Document:
This Summer the MoMA in New York, NY presents Claes Oldenburg: The Street and The Store & Mouse Museum/Ray Gun Wing. These exhibits showcase important early pieces, as well as seminal works from the 1960s and ’70s by the American sculptor, draughtsman, printmaker and performance artist.
Claes Oldenburg: The Street and The Store & Mouse Museum/Ray Gun Wing. Photo by Elisha Sarti.
The Street features objects Oldenburg created as part of an immersive sculptural installation. This body of work was both inspired by and crafted from the debris the artist found around him living in Manhattan’s Lower East Side neighborhood at the beginning of the 1960s.
Claes Oldenburg, Street Chick (Hanging) 1960, from the exhibit Claes Oldenburg: The Street and The Store & Mouse Museum/Ray Gun Wing, Image courtesy MoMa.
In 1961, Oldenburg decided to turn his attention to The Store and began to fabricate objects and sculptures depicting consumer items and comestibles.

Data block:
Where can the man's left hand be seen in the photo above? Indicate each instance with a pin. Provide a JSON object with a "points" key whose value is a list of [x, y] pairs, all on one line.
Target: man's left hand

Things to do:
A - Name every role the Oldenburg exhibition text above gives for the American artist.
B - Using the Oldenburg exhibition text, decide whether each statement agrees with it: (i) The Street was made from debris the artist found in Manhattan's Lower East Side. (ii) Oldenburg turned his attention to The Store in 1960. (iii) MoMA presents the exhibits in the summer. Answer yes or no and quote the words that settle each one.
C - Write the next part of the Oldenburg exhibition text, picking up after its final sentence.

Per-task answers:
A - sculptor, draughtsman, printmaker, performance artist

B -
(i) Yes: "both inspired by and crafted from the debris the artist found around him living in Manhattan’s Lower East Side neighborhood"
(ii) No: "In 1961, Oldenburg decided to turn his attention to The Store"
(iii) Yes: "This Summer the MoMA in New York, NY presents"

C -
Claes Oldenburg: The Street and The Store & Mouse Museum/Ray Gun Wing. Photo by Elisha Sarti.
The second exhibit, The Mouse Museum/Ray Gun Wing, presents collections of ready made items from 5 and dime stores and found objects alongside artist created models of sculptures (prototypes) or altered objects – housed in mouse shape building. “The accumulations contained within the structures offer the viewer the rare privilege of watching the artist see. They permit the visual equivalent of eavesdropping: it is as if Oldenburg were allowing us to stand behind him and look over his shoulder as he perceives the world.” – Ann Temkin, curator of the exhibit.
Claes Oldenburg: The Street and The Store & Mouse Museum/Ray Gun Wing. Photo by Elisha Sarti.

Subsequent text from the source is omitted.